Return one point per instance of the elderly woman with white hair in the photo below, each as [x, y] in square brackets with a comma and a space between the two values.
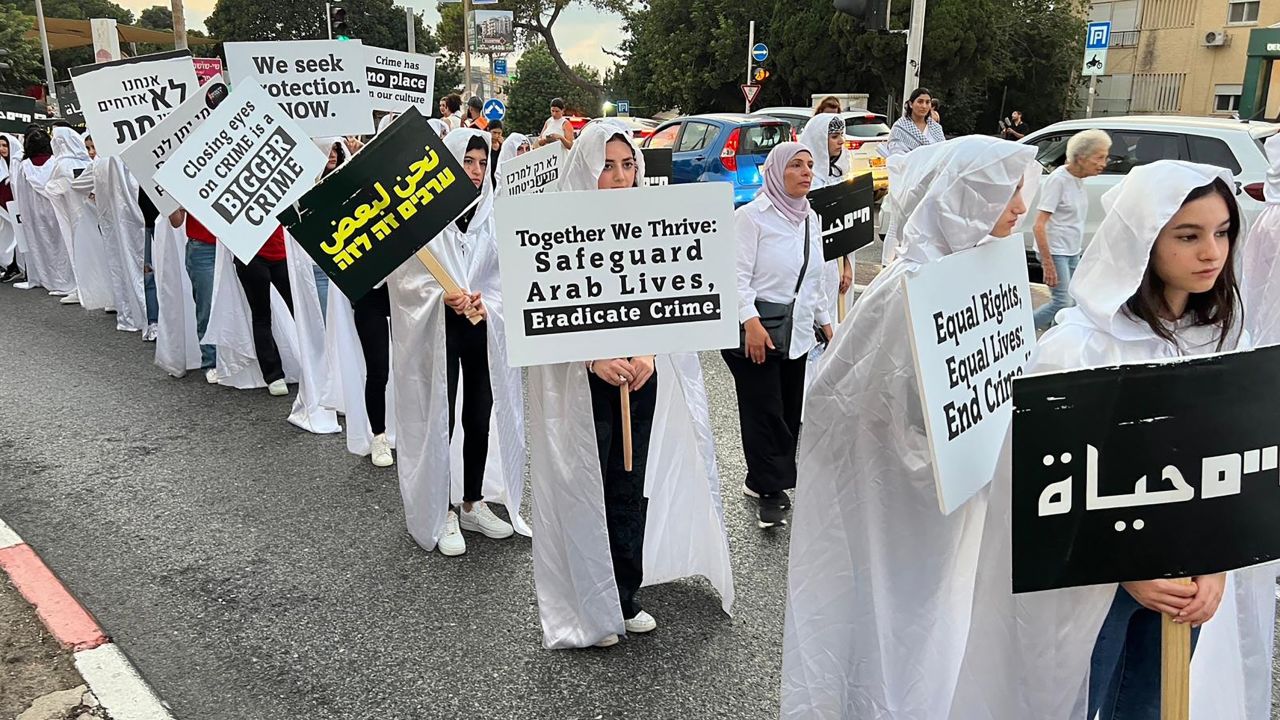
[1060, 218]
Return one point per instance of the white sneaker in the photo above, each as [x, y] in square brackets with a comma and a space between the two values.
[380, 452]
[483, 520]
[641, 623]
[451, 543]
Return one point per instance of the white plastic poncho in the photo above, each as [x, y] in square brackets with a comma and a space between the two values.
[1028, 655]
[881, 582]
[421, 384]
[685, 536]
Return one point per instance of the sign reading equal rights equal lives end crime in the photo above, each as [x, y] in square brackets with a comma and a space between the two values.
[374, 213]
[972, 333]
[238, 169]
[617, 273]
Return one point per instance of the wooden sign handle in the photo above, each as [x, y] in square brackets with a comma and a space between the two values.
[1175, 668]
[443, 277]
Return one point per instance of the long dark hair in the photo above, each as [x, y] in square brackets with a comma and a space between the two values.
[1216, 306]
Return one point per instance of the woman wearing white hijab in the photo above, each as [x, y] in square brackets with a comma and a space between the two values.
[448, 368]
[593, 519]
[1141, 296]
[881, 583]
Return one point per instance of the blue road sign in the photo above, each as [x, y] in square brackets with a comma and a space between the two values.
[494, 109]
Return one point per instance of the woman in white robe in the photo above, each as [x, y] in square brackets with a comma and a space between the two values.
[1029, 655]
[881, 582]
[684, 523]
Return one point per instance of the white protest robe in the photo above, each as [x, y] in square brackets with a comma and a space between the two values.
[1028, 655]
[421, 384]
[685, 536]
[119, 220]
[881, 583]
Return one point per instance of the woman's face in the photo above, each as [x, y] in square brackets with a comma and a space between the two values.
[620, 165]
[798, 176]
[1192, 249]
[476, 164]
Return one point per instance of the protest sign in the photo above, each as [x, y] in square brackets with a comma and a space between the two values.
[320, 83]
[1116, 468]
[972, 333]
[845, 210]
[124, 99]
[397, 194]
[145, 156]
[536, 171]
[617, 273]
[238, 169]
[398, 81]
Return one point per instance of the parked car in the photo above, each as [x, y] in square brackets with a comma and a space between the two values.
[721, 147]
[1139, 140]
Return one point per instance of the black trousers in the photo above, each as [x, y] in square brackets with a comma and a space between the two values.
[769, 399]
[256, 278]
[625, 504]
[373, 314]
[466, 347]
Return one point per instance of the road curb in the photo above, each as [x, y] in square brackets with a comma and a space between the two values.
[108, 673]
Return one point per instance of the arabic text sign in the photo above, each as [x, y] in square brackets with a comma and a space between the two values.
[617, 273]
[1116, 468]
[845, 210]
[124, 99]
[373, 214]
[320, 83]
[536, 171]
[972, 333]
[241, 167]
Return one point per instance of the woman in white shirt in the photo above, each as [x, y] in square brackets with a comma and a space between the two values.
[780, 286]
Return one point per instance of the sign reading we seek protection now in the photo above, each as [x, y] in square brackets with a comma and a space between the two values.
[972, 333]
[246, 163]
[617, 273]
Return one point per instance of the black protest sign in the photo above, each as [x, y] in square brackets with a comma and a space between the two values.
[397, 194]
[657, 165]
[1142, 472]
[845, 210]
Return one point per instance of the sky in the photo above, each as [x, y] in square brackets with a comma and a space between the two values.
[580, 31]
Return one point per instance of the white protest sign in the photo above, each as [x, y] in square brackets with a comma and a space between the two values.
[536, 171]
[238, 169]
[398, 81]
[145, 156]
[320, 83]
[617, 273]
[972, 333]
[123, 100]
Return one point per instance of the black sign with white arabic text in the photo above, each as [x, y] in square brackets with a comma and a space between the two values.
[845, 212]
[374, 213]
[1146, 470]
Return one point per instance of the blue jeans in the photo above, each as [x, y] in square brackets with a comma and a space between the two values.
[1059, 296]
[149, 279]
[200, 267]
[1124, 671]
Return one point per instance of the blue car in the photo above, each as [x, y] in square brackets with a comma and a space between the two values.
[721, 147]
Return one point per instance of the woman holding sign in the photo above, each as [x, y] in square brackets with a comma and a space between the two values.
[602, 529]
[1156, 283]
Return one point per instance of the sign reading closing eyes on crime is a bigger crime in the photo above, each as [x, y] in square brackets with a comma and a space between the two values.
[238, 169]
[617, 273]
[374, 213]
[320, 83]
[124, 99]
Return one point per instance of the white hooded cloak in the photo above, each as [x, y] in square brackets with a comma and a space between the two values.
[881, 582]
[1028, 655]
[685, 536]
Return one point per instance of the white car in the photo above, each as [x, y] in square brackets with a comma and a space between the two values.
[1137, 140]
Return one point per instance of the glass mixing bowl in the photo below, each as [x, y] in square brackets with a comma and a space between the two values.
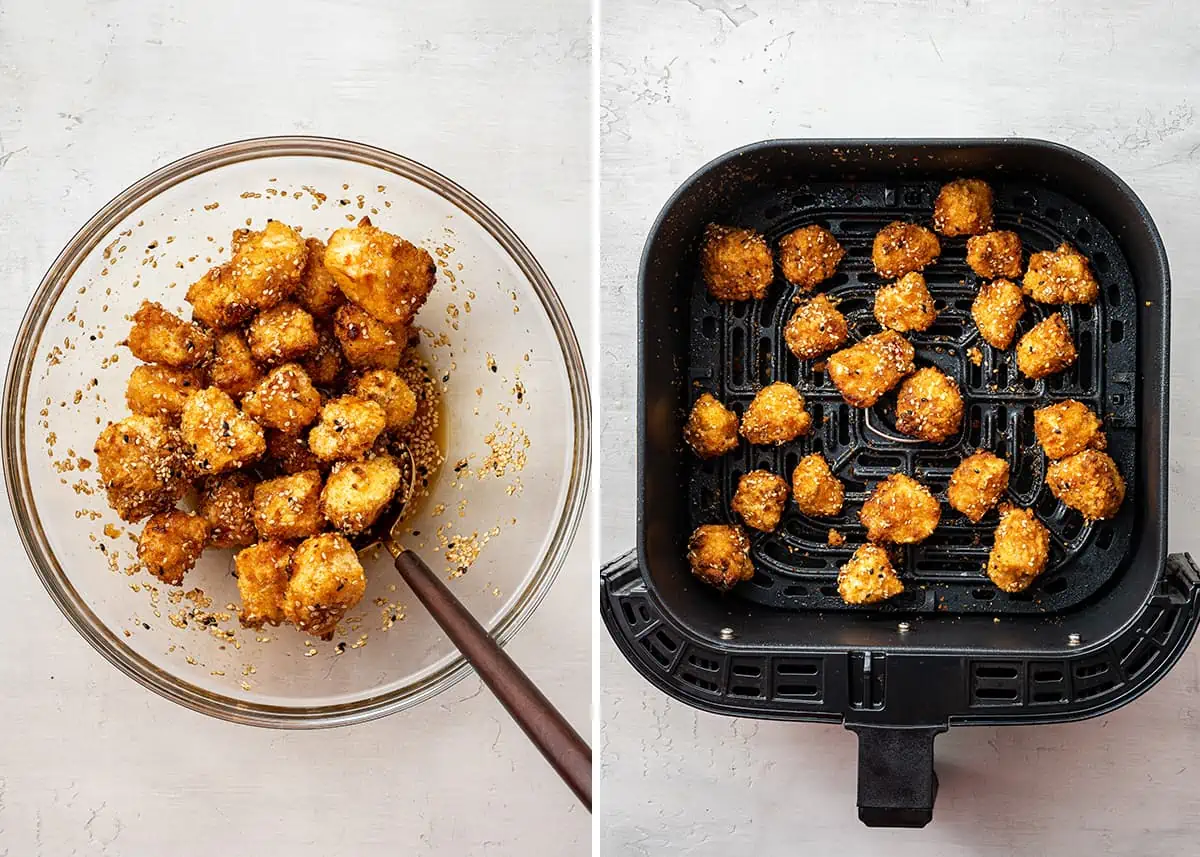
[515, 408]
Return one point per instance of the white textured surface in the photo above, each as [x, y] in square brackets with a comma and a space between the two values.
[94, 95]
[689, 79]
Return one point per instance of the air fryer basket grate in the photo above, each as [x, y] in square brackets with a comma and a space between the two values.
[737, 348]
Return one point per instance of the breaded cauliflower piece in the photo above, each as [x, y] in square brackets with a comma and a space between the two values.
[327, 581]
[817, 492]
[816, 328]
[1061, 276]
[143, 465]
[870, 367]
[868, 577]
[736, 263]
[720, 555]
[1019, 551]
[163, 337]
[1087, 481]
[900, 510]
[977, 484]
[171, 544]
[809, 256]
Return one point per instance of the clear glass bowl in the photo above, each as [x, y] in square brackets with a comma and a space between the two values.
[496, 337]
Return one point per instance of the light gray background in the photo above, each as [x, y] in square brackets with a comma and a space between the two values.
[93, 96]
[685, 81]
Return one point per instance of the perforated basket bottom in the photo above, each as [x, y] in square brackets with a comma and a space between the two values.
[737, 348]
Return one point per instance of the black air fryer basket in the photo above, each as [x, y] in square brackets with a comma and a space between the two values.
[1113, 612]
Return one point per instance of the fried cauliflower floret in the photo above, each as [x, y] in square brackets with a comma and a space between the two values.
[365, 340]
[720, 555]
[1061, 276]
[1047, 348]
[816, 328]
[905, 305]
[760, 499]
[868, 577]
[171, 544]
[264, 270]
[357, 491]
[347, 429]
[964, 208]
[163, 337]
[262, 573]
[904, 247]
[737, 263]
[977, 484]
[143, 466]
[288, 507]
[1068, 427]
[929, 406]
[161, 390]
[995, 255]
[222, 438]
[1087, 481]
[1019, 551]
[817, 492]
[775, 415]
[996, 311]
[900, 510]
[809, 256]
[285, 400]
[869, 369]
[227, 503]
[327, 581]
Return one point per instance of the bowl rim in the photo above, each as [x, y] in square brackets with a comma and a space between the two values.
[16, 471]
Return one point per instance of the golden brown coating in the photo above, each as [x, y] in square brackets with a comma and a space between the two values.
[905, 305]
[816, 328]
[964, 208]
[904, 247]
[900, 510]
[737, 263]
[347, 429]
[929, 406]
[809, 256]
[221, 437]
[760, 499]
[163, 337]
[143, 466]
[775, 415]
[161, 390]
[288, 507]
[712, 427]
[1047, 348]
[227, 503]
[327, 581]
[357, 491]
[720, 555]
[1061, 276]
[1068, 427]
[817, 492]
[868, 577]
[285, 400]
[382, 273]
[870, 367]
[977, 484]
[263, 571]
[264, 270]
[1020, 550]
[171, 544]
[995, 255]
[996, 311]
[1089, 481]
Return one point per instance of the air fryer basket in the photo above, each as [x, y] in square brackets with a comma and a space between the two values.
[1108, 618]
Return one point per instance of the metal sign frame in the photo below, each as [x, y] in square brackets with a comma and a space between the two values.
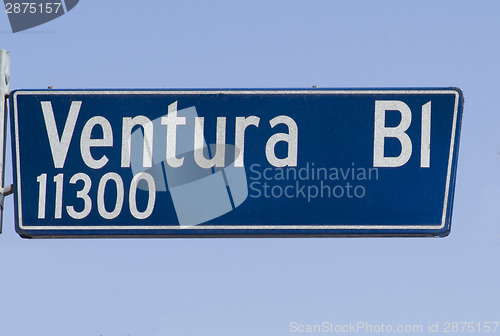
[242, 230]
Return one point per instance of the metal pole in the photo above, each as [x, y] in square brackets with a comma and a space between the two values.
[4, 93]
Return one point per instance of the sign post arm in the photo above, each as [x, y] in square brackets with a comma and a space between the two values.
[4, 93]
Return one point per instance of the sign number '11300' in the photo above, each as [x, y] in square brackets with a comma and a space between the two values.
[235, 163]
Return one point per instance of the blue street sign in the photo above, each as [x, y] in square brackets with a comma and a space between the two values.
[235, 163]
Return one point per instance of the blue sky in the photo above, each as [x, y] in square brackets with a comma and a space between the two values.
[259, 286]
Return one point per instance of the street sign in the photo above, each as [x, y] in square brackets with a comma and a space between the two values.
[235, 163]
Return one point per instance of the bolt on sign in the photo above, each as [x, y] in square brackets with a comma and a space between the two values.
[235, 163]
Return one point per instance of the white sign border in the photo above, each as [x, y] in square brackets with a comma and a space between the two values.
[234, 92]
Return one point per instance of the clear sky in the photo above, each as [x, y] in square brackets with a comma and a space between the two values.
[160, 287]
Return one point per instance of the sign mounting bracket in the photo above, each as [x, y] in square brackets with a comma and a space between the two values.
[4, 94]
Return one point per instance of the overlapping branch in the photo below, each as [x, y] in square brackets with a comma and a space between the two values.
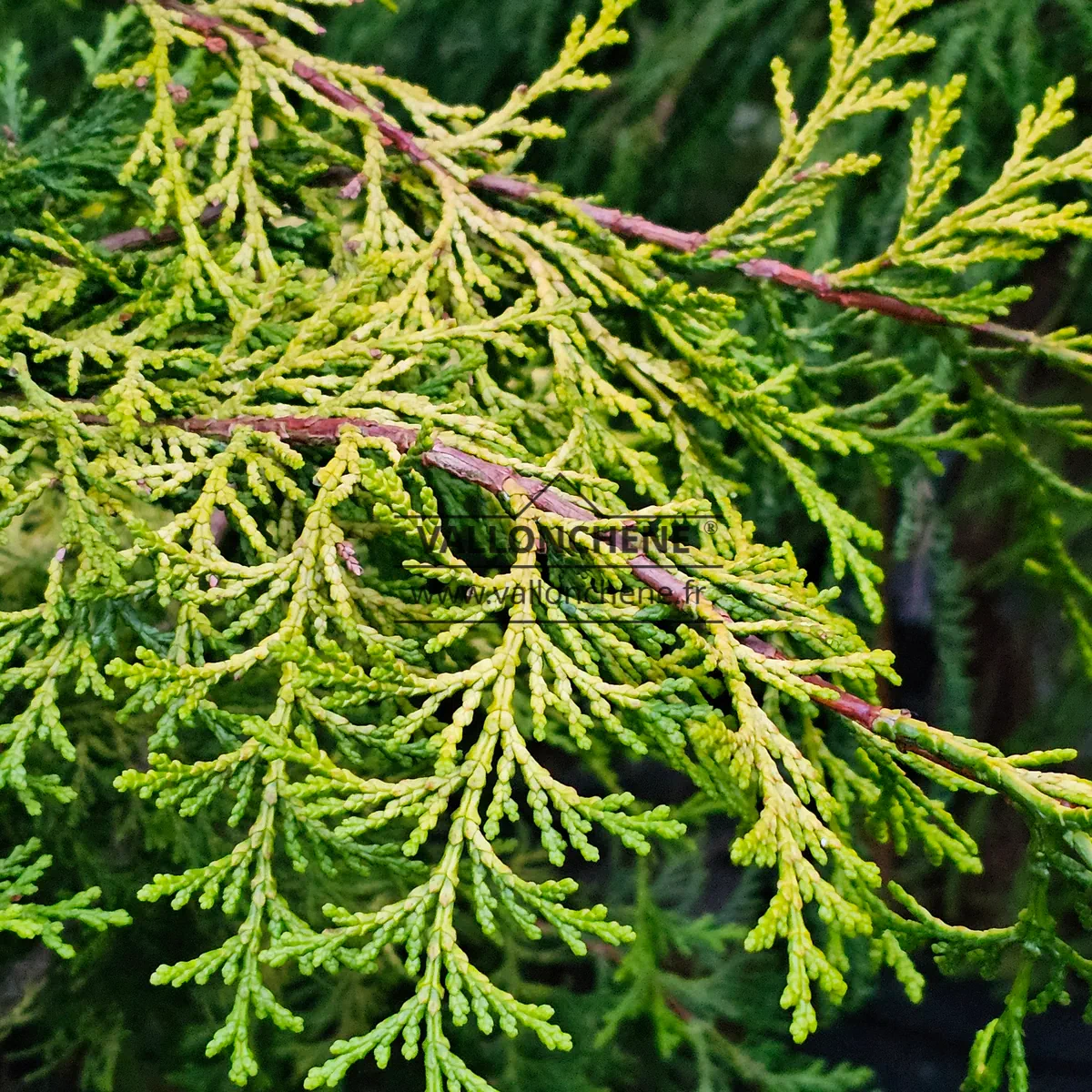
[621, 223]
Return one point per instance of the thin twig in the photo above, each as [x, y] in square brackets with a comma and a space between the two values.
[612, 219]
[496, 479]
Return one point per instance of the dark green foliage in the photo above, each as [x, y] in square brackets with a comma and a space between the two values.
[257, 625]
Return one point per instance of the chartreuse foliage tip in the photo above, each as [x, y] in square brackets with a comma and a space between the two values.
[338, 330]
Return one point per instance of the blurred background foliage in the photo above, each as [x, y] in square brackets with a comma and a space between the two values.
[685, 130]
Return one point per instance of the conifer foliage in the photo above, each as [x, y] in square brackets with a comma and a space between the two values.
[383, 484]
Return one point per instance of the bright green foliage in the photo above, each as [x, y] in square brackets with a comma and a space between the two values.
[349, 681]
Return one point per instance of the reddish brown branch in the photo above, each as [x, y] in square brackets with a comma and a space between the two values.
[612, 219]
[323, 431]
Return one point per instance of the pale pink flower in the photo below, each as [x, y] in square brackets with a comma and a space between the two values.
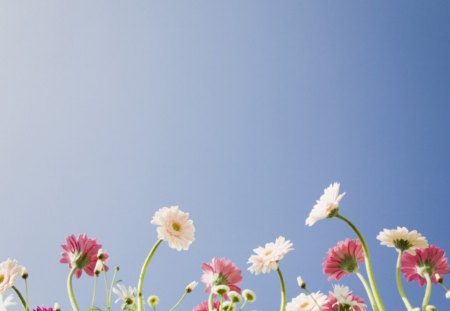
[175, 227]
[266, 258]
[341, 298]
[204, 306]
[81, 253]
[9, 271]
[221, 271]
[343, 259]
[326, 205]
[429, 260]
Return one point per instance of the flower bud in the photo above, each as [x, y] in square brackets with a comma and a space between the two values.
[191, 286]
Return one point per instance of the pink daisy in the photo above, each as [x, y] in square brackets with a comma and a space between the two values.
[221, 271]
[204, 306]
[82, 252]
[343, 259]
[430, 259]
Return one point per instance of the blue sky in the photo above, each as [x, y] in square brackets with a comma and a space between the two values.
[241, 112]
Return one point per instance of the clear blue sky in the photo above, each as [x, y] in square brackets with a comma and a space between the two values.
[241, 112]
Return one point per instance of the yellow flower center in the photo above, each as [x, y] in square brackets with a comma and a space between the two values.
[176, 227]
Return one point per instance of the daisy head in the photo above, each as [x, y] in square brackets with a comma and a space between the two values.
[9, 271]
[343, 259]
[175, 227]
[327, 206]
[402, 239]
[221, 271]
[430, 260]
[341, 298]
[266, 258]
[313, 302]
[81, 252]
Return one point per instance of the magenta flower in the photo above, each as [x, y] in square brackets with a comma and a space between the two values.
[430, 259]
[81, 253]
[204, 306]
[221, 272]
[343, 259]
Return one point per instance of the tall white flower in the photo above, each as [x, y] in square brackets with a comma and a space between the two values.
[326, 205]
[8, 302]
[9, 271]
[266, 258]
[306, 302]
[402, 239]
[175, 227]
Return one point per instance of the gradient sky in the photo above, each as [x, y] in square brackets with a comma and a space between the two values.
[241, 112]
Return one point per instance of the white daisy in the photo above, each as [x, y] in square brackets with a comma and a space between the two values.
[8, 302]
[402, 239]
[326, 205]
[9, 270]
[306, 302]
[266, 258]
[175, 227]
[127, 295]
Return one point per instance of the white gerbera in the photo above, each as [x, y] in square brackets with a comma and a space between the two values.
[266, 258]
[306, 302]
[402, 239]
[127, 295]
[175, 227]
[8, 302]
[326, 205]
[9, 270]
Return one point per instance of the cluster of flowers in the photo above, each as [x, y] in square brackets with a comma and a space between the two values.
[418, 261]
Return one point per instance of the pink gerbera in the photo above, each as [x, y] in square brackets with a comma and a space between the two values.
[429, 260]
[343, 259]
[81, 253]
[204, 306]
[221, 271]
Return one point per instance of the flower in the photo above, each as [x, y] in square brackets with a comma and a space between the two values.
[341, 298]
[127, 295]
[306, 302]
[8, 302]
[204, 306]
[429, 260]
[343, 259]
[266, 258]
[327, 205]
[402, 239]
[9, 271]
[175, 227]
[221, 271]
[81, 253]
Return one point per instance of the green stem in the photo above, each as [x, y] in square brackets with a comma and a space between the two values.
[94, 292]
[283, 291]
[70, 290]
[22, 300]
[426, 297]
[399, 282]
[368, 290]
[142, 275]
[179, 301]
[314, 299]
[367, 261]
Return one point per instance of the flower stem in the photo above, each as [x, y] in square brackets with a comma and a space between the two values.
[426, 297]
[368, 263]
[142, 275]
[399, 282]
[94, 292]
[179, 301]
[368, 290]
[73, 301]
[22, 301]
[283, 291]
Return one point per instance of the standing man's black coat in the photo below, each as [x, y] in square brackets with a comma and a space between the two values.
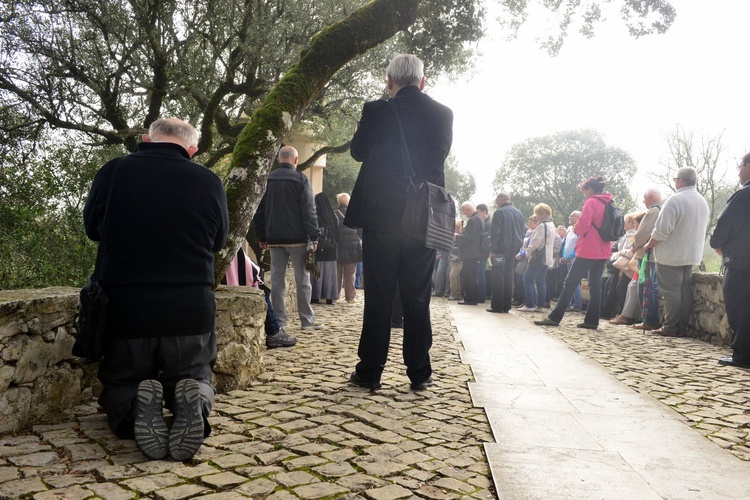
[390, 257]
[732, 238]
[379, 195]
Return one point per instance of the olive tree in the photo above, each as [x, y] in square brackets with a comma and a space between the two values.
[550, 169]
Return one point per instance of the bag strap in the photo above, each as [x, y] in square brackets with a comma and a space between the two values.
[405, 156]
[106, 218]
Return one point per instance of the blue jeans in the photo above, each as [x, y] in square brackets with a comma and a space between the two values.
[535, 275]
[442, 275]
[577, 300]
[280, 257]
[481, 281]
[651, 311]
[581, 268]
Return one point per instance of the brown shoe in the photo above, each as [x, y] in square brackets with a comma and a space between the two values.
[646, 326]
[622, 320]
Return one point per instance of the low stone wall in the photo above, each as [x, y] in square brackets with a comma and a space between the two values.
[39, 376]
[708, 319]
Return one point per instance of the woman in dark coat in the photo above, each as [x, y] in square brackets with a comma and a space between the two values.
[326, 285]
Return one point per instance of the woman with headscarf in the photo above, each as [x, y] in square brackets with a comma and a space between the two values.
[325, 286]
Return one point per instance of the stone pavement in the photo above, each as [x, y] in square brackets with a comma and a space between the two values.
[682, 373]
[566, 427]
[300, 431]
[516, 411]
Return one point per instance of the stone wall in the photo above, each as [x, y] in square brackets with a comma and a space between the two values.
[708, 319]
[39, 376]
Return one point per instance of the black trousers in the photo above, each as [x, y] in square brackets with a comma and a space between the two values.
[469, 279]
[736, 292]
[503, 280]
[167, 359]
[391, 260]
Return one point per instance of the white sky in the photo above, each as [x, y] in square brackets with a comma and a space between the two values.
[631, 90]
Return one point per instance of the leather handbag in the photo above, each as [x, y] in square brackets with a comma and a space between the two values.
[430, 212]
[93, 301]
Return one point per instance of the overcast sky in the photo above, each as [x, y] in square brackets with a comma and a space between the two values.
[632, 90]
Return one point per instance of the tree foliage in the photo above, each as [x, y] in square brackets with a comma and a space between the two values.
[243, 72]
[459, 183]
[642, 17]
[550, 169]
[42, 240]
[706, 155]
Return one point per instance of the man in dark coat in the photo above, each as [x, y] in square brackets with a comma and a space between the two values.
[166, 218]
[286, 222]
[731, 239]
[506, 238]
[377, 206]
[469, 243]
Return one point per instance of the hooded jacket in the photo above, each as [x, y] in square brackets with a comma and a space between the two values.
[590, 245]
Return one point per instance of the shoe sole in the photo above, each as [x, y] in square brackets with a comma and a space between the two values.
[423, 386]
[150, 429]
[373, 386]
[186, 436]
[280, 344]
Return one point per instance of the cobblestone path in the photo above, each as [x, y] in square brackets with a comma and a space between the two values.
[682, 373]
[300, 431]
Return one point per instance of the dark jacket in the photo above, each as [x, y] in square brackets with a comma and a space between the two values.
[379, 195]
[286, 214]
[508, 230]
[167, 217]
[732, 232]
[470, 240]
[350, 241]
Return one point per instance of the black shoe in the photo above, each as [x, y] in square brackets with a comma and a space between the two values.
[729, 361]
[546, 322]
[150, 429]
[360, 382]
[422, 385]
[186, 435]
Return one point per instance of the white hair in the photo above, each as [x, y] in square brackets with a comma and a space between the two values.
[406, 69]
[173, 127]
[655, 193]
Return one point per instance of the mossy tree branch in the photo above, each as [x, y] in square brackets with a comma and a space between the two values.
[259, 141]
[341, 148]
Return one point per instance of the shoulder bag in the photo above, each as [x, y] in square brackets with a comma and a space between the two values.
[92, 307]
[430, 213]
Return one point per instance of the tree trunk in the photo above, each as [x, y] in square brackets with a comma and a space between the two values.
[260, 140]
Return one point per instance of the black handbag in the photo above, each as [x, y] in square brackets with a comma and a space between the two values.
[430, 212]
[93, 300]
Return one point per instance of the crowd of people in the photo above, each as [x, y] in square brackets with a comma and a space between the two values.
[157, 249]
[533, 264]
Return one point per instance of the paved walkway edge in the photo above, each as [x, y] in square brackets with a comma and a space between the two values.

TO DO:
Rewrite the listing as a Markdown table with the columns Row and Line, giving each line a numbered row and leaving out blank lines. Begin at the line that has "Return one point per instance of the dark jacket" and stop after the last line of the listing.

THE OUTPUT:
| Row | Line |
|---|---|
| 1 | Return one point per instance of the dark jacket in the photo above, each as [x, y] in square brackets with a comma and a space between the two values. |
| 2 | [379, 195] |
| 3 | [286, 214] |
| 4 | [508, 230] |
| 5 | [167, 217] |
| 6 | [732, 232] |
| 7 | [470, 240] |
| 8 | [350, 241] |
| 9 | Return one point per instance of the black shoe in the photo above, each as [x, y] in square brackets with a comma and a space between the two values. |
| 10 | [729, 361] |
| 11 | [546, 322] |
| 12 | [150, 429] |
| 13 | [360, 382] |
| 14 | [422, 385] |
| 15 | [186, 435] |
| 16 | Return one point per instance of the white hair in the photo above, each as [x, y] in square brackets with a comma and a space between the two values. |
| 17 | [406, 69] |
| 18 | [173, 127] |
| 19 | [655, 193] |
| 20 | Return one point per instance of the mossy tree branch in the photo above, each as [x, y] in square brackets with a comma and a space between the two values. |
| 21 | [259, 141] |
| 22 | [341, 148] |
| 23 | Return one point per instance of the shoulder bag in the photo above, each as [x, y] in square brackets with a comma and a space between the two values. |
| 24 | [92, 307] |
| 25 | [430, 213] |
| 26 | Return one point per instance of the tree trunk in the photo above, each as [x, y] in square brackets with a comma and a space between the two values. |
| 27 | [260, 140] |
| 28 | Return one point per instance of the black handbag in the photo above, each as [x, y] in square brackets with a comma and a space between the two values. |
| 29 | [430, 212] |
| 30 | [93, 300] |
| 31 | Return one point per instance of the crowd of people in the photo above, each as [x, y] in square brackets with a comma and a space between the two values. |
| 32 | [157, 249] |
| 33 | [533, 264] |
| 34 | Return one point per instance of the paved walkway edge in the photo above, each as [x, y] in square brackets with a comma and a space between the two values. |